Region annotation entries:
----

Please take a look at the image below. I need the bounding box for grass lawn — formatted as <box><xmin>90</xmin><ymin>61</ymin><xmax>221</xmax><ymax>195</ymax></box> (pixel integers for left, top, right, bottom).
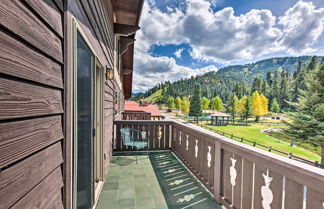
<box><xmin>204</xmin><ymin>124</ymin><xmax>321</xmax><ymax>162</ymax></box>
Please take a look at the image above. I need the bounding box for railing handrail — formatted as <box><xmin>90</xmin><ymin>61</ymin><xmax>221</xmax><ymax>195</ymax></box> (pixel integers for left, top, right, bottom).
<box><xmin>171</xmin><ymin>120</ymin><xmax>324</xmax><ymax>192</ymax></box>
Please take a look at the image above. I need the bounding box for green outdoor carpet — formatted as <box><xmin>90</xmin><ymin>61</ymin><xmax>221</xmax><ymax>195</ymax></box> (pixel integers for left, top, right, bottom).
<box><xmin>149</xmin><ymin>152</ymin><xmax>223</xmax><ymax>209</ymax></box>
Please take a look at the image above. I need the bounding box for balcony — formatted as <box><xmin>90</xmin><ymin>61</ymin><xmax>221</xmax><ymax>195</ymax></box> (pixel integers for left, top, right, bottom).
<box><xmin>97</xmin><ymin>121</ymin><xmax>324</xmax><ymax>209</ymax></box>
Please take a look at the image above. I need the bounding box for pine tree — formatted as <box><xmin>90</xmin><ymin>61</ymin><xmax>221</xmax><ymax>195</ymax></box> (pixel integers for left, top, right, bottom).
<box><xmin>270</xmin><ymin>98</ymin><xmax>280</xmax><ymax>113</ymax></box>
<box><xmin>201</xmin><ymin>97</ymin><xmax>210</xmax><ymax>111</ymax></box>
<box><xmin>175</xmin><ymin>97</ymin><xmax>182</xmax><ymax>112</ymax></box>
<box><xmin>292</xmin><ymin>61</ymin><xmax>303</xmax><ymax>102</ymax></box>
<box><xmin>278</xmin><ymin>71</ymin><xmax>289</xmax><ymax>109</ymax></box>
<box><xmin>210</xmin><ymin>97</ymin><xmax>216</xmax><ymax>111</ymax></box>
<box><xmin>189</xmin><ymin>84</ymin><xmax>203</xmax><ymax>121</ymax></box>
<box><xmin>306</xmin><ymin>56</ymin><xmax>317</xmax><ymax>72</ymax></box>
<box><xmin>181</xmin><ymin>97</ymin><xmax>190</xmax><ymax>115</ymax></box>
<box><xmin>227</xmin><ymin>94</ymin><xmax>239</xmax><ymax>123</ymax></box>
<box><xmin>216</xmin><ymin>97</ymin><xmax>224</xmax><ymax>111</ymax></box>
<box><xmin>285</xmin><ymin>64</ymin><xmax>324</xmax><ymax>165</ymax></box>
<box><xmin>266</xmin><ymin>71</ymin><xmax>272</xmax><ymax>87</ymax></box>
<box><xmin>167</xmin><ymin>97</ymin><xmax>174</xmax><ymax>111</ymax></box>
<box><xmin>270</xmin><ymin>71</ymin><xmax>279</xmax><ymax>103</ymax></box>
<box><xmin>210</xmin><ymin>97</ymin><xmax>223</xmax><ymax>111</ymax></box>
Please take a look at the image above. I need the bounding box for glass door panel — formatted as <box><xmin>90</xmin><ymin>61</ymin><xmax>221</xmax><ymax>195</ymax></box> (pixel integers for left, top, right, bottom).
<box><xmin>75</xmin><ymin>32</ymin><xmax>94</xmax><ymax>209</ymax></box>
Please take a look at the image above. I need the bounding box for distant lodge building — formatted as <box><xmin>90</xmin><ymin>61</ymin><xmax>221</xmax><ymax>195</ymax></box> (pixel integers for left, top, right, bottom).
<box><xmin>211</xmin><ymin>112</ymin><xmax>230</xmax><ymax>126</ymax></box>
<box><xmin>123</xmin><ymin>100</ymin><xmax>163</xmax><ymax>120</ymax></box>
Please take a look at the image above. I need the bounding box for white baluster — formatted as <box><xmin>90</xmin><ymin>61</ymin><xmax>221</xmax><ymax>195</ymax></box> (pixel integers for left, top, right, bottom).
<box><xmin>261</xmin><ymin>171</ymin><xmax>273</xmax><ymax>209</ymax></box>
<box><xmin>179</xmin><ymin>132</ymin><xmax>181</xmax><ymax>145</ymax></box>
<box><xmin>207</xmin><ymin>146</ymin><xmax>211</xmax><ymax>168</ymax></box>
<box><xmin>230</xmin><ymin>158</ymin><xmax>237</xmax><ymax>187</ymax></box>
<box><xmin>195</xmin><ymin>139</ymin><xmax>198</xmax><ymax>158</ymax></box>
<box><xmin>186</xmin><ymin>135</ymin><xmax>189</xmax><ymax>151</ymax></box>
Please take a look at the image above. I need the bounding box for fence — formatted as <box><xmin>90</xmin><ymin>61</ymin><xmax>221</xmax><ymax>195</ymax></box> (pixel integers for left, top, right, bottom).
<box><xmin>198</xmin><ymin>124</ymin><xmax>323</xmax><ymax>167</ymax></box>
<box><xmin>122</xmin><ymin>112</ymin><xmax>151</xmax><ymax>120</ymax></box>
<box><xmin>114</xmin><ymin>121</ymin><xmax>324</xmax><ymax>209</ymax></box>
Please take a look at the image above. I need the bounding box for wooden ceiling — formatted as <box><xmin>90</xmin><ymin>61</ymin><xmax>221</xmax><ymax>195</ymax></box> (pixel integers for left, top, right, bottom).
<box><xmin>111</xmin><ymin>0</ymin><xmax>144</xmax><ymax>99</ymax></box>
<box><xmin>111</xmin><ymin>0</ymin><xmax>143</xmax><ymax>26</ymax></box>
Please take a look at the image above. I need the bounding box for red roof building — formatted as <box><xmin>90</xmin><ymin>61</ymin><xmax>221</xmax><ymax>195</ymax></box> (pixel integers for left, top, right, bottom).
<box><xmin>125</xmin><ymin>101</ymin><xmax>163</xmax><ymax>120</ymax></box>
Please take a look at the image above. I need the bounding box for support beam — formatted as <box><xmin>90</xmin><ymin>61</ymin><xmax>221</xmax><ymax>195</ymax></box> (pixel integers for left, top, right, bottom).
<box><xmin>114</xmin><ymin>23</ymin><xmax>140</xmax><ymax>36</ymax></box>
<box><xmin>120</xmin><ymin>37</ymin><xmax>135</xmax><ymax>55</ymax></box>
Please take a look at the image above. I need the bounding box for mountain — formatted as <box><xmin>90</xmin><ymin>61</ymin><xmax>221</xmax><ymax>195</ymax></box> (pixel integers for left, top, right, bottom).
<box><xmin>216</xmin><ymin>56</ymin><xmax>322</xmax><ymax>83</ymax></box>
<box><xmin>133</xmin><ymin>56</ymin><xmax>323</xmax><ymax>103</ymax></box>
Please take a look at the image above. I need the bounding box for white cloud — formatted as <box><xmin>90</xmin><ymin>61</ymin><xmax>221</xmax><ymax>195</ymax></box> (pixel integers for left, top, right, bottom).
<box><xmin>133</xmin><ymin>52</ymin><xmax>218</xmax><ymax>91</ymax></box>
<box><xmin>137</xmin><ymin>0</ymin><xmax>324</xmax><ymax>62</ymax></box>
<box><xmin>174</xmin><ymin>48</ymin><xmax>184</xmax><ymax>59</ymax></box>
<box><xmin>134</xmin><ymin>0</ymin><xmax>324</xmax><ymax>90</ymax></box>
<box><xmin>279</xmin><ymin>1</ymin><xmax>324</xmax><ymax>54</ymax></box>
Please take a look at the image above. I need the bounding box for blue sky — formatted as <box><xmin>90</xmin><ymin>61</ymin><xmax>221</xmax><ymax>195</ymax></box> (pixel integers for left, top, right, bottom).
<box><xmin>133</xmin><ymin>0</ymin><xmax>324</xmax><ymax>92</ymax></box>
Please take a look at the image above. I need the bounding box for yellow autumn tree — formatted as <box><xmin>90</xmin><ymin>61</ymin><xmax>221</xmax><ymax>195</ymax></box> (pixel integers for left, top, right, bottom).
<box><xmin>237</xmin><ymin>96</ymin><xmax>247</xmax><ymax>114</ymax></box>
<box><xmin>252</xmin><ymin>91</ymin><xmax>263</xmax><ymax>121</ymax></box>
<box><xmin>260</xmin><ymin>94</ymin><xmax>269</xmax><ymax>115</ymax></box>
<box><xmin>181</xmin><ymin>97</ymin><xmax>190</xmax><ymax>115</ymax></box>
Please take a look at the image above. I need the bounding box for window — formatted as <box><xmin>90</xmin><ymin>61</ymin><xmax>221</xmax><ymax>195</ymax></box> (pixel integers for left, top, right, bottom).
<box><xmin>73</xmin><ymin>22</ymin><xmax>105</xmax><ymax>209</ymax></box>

----

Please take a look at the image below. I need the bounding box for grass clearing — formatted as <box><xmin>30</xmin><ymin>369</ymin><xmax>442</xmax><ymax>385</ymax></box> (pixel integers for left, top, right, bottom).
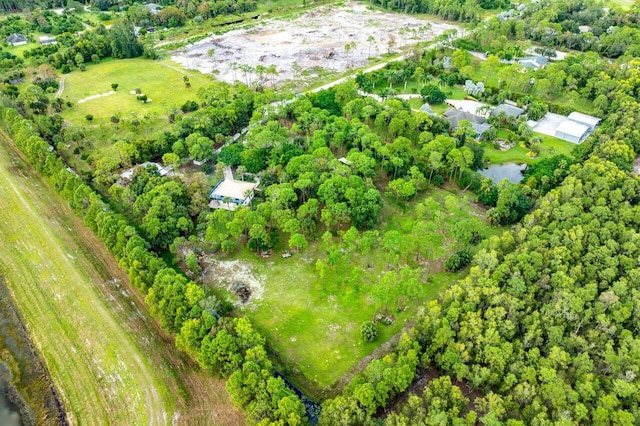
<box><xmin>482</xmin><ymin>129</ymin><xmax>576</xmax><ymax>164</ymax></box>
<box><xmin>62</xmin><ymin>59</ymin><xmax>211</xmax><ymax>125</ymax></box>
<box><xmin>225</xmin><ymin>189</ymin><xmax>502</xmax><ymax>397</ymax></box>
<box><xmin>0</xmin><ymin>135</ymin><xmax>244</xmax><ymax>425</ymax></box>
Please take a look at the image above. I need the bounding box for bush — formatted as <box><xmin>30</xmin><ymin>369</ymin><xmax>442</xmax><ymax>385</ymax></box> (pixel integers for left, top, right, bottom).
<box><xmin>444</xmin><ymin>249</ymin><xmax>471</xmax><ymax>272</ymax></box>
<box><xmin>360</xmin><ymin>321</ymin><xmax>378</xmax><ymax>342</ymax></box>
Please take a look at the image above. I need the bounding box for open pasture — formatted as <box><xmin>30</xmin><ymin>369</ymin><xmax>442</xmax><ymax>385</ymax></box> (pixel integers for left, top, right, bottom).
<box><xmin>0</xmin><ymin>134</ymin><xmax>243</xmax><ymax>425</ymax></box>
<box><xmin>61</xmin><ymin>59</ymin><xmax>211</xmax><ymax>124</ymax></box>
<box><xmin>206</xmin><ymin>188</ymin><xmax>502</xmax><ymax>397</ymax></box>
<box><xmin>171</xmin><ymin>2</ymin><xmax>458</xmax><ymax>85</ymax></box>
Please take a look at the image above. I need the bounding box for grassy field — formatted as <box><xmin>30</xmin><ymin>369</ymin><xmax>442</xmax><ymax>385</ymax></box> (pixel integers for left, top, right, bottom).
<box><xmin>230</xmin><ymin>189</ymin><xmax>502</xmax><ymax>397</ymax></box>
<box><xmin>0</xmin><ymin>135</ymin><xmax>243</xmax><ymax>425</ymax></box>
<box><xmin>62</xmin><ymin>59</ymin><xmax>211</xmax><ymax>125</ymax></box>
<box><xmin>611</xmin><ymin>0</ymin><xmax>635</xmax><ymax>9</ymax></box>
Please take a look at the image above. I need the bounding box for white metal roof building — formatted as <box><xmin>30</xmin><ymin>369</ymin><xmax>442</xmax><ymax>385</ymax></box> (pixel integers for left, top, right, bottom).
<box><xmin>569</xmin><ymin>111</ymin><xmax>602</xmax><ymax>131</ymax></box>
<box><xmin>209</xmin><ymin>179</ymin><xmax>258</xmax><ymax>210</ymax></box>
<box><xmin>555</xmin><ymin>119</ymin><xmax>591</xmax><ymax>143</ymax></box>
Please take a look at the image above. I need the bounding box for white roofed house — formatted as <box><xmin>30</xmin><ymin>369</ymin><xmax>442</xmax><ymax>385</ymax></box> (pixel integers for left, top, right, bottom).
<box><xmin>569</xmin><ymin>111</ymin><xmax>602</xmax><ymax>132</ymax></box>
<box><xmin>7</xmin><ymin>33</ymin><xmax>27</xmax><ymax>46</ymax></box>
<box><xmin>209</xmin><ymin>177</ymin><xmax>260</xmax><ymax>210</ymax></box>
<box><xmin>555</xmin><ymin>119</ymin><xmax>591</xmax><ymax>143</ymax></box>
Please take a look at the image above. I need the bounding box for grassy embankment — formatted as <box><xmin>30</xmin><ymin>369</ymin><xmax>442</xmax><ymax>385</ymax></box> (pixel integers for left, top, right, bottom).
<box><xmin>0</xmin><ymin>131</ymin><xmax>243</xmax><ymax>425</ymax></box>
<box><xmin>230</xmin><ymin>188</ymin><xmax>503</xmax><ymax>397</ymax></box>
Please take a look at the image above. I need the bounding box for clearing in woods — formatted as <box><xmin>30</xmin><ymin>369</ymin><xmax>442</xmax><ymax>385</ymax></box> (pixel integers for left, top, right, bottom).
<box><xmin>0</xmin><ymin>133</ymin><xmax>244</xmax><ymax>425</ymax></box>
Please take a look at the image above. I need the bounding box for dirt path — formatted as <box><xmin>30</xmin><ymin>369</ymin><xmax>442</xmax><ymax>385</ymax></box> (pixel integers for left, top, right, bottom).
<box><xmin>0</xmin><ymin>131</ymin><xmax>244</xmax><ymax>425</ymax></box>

----

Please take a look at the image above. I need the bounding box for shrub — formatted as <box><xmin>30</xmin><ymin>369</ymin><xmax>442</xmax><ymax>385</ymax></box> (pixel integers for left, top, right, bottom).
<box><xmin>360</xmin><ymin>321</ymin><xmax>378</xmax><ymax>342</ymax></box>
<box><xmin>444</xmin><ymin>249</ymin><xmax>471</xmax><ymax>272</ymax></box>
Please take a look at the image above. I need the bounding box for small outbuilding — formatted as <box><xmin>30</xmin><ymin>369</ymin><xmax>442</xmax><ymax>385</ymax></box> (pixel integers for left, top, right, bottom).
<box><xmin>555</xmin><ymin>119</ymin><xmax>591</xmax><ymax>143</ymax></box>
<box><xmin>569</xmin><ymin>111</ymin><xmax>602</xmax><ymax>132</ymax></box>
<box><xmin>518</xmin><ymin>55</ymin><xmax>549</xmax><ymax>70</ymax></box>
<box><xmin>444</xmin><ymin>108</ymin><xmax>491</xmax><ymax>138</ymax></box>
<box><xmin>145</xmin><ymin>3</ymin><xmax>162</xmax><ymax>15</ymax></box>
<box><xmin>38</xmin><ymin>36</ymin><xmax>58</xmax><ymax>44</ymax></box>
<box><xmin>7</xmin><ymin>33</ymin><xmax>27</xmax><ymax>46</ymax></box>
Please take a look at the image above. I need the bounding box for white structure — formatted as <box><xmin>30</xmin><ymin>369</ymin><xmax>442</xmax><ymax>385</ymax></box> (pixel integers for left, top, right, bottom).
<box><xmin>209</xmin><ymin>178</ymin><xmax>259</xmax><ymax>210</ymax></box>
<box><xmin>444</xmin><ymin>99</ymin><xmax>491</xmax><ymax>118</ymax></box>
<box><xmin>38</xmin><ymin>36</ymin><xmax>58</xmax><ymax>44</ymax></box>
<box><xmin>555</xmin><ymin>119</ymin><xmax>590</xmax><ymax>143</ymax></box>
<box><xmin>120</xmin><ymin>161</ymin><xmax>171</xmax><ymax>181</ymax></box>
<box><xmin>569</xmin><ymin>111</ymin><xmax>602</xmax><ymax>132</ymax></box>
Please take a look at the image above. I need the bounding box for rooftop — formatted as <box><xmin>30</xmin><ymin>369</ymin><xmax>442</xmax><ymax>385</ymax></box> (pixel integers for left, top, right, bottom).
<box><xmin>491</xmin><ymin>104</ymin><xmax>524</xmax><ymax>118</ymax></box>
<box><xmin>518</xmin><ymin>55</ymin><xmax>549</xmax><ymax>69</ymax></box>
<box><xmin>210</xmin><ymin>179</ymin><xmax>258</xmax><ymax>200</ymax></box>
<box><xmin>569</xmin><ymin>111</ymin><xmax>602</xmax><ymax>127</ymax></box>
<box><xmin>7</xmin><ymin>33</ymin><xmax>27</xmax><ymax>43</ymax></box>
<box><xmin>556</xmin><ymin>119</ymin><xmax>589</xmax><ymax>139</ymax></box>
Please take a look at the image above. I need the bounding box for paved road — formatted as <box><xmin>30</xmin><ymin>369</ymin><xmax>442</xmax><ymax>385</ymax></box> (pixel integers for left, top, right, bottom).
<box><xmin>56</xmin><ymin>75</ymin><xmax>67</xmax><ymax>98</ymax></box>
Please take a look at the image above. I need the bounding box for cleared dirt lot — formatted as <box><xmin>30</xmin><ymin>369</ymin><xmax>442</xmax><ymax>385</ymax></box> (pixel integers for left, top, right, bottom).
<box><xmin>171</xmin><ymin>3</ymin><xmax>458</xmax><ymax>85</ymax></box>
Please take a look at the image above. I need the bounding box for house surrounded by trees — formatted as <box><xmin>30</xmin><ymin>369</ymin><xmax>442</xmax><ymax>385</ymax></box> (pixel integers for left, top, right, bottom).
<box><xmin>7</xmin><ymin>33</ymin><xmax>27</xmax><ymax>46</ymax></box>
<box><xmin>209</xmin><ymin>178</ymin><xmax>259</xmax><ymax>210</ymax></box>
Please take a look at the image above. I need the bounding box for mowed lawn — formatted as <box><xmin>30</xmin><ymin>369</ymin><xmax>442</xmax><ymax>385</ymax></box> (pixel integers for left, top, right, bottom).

----

### REQUIREMENTS
Pick out every line of the material that contains the word "window", and copy each of those lines in full.

### EXPECTED ANSWER
Please take a look at the image above. I need the bounding box for window — formatted as <box><xmin>90</xmin><ymin>61</ymin><xmax>221</xmax><ymax>195</ymax></box> (pixel integers for left, top, right, bottom).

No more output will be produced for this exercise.